> Required work
Set out every line of the listing below as a JSON list of strings, one string per line, skipping blank lines.

** START OF Excerpted data **

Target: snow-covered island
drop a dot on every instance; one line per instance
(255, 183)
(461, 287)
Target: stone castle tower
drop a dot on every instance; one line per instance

** END OF Excerpted data **

> Result for this task
[
  "Target: snow-covered island",
  "drop a dot on every instance; one line per instance",
  "(255, 183)",
  "(461, 287)",
  "Target: stone castle tower",
  "drop a dot on every instance; one line per instance"
]